What you will do: Could you return the records below as a numbered list, one line per item, with blank lines left out?

START

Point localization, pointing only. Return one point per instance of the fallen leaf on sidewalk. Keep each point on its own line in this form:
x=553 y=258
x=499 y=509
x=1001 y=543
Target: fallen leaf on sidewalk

END

Reply:
1. Point localization, pointing only. Return one point per instance of the fallen leaf on sidewalk. Keep each point on its own line in this form:
2. x=553 y=258
3. x=499 y=509
4. x=1001 y=543
5. Target: fallen leaf on sidewalk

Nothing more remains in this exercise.